**Input for this task**.
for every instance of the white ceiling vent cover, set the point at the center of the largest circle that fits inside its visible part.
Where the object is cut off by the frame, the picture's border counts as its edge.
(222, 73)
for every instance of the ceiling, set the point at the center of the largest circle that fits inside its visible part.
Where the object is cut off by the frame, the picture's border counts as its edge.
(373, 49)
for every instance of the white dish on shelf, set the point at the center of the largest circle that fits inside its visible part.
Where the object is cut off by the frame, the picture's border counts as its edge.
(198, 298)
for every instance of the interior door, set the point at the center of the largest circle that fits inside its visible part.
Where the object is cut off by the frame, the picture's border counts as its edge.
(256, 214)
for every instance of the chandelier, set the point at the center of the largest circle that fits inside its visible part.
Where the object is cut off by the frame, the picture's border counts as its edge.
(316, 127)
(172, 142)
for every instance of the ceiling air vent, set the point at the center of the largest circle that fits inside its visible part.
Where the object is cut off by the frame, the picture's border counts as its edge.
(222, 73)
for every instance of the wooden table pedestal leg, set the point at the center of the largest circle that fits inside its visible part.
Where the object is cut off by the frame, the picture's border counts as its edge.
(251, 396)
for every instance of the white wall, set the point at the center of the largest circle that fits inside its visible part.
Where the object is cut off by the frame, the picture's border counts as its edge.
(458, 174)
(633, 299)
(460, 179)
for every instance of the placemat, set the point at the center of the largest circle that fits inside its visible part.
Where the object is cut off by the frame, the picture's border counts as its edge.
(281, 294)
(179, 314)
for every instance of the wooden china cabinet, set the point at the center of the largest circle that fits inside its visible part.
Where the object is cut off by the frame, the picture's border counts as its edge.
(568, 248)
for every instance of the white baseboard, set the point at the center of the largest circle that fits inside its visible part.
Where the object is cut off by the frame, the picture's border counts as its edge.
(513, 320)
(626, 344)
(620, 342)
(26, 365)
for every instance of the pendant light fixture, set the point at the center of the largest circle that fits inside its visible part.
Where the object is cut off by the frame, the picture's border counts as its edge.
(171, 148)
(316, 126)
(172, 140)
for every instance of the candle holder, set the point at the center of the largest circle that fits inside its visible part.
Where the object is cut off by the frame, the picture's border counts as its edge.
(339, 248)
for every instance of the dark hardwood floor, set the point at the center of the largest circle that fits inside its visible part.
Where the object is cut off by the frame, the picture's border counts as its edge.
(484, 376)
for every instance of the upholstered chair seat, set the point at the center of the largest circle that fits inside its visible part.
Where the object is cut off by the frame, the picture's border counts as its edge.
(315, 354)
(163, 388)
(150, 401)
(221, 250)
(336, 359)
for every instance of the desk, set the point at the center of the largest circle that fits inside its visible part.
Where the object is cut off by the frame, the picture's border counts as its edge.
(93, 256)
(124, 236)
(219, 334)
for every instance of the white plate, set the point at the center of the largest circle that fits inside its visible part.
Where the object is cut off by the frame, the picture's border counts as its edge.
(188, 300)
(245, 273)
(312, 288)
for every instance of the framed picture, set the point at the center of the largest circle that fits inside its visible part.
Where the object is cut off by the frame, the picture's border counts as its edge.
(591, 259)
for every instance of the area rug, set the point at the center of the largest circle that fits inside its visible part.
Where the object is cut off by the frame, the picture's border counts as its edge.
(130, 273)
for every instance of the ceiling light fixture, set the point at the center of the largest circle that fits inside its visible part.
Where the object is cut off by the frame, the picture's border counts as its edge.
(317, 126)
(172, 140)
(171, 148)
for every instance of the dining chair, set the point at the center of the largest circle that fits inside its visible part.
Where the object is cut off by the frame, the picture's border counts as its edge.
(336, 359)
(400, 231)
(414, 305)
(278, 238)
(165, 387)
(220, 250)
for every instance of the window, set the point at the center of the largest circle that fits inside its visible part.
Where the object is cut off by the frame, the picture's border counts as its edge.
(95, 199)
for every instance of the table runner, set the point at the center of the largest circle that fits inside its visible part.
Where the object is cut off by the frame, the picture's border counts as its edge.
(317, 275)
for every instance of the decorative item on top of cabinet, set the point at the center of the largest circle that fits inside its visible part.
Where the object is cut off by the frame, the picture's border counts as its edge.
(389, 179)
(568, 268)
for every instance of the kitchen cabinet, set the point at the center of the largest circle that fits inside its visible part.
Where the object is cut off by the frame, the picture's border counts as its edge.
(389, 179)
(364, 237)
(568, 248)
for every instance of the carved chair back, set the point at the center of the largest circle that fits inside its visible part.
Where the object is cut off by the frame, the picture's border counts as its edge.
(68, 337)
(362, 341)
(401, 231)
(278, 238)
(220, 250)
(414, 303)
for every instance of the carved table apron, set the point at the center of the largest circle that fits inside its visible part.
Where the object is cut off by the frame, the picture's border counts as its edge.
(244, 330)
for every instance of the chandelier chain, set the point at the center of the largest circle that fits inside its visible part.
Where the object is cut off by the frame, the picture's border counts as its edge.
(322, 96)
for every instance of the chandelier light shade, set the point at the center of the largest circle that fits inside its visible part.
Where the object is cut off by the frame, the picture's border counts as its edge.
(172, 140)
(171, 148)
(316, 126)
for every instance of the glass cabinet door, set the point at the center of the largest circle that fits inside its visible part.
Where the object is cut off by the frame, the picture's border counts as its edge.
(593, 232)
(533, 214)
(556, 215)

**Exercise brief**. Starting at the line that has "for every instance of the ceiling air" and ending at the line that has "for every instance of the white wall, set", please write out the lines above exactly, leaving out all others.

**Result for this exercise**.
for every instance of the ceiling air vent, set the point at the center of the largest circle that fits inside its visible part.
Where the object is cut off by the frame, the picture's border counts as its edge.
(222, 73)
for every instance of the wooden table pedestal leg, set the point at the center of the largest circle that fits inside its visible part.
Where the object is cut off by the frame, the picture's border counts as its edge.
(251, 396)
for every instance of the white wall, set the point at the center of the largest circle that fits inside its visible part.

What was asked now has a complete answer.